§ Reading passage
^^^^^^^^

Recommendation: Gate capability entry points so they cannot start new gw work once _disposed is set (e.g. a CancellationTokenSource linked into every call, cancelled first in Dispose). Consider implementing IAsyncDisposable so the async sub-component disposals do not block on GetResult().
Resolution: Resolved 2026-05-22 — added IAsyncDisposable to GalaxyDriver and implemented DisposeAsync() as the primary disposal path that awaits each async sub-component (EventPump, AlarmFeed, MxSession, MxClient, RepositoryClient) without blocking; Dispose() delegates to DisposeAsync().AsTask().GetAwaiter().GetResult() for using-statement compatibility. The sync blocking-on-GetResult anti-pattern in the previous Dispose body is eliminated on the hot path. Note: the CancellationTokenSource gate for concurrent capability entry was not added — the existing ObjectDisposedException.ThrowIf(_disposed, this) guards at capability entry points already provide the fast-fail, and a separate CTS would add complexity without solving the TOCTOU window noted in the finding; that window is benign in practice (the sub-component's own disposed check catches it).
Driver.Galaxy-008
| Field | Value |
|---|---|
| Severity | High |
| Category | Error handling & resilience |
| Location | GalaxyDriver.cs:264-276, Runtime/EventPump.cs:97-103 |
| Status | Resolved |
Description: Even if Driver.Galaxy-001 is fixed and the supervisor's ReplayAsync runs, recovery is incomplete. ReplayAsync re-issues SubscribeBulkAsync for the tracked tags, but the EventPump background loop that consumes StreamEvents is not restarted. After a stream fault EventPump.RunAsync exits and _channel is completed; EventPump.Start() is a no-op (if (_loop is not null) return) because _loop is a completed-but-non-null task. So a replayed subscription has no consumer — values are subscribed on the gw but never reach OnDataChange. Additionally ReplayAsync never re-registers the new item handles the gw returns into SubscriptionRegistry; the old stale item handles remain, so even with a live pump the fan-out reverse-map would miss the post-reconnect handles.
Recommendation: On reconnect, dispose and recreate the EventPump (or make it restartable), and have ReplayAsync update SubscriptionRegistry bindings with the new item handles returned by the post-reconnect SubscribeBulkAsync. Add an integration/parity test that drops the stream mid-subscription and asserts OnDataChange resumes.

^^^^^^^^

§ Records shown
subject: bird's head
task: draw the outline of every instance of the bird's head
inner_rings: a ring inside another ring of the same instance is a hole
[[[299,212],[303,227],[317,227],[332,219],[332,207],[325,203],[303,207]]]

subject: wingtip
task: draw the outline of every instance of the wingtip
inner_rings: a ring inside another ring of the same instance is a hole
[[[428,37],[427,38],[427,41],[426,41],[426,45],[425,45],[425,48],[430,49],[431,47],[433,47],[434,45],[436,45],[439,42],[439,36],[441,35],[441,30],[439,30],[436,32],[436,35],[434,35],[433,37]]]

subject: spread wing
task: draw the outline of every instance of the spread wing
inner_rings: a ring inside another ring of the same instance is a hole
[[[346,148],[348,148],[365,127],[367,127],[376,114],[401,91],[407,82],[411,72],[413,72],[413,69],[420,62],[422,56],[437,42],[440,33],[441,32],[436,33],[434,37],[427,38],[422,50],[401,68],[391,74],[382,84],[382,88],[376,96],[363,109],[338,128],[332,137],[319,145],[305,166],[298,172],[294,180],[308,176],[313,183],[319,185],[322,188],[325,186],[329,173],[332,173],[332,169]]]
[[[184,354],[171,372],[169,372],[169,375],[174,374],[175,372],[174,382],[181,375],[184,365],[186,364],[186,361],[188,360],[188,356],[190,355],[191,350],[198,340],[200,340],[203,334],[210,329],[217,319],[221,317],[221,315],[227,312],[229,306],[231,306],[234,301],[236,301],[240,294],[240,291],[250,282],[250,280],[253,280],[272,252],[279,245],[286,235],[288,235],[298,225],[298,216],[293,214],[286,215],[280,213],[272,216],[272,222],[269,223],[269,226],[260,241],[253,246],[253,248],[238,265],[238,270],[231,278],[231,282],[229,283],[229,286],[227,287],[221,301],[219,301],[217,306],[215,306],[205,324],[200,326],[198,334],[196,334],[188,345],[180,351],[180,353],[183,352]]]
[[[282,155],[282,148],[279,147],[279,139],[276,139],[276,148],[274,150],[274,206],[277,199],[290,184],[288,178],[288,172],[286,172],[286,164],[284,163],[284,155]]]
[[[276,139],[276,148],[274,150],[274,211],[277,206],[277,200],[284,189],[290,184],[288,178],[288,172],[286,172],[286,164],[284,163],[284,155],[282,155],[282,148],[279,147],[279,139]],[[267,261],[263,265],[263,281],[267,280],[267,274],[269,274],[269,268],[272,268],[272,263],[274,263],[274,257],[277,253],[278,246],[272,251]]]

^^^^^^^^

Please resume the Galaxy driver code review findings from the point where they stop, directly after the recommendation to recreate the EventPump and add a stream-drop test.

§ Exercise answer
Resolution: Resolved 2026-05-22 — ReplayAsync now calls a new RestartEventPumpForReplay (disposes the faulted pump, recreates and restarts a fresh one) and re-issues SubscribeBulkAsync per subscription, then SubscriptionRegistry.Rebind swaps each subscription's stale pre-reconnect item handles for the post-reconnect handles so the fan-out reverse map dispatches to the live pump. New SubscriptionRegistry.SnapshotEntries/Rebind APIs back the per-subscription replay. Regression coverage in SubscriptionRegistryTests (Rebind/SnapshotEntries) and EventPumpStreamFaultTests.FaultedPump_IsNotRestartableInPlace_ButAFreshPumpResumesDispatch.
Driver.Galaxy-009
| Field | Value |
|---|---|
| Severity | Medium |
| Category | Error handling & resilience |
| Location | GalaxyDriver.cs:354-371 |
| Status | Resolved |
Description: StartDeployWatcher launches the watch loop with _ = _deployWatcher.StartAsync(CancellationToken.None) — a fire-and-forget with a discarded Task. StartAsync can throw synchronously (InvalidOperationException if already started); the discard masks that programming error. Separately, StartDeployWatcher builds an _ownedRepositoryClient purely for the watcher when discovery has not run yet — if DiscoverAsync later runs, BuildDefaultHierarchySource overwrites _ownedRepositoryClient with a second client, leaking the first (only the latest reference is disposed in Dispose).
Recommendation: Await StartAsync (it completes synchronously after scheduling) or at least observe its result. Reuse a single GalaxyRepositoryClient across the deploy watcher and the hierarchy source instead of letting BuildDefaultHierarchySource clobber the field — guard the assignment or build the client once in InitializeAsync.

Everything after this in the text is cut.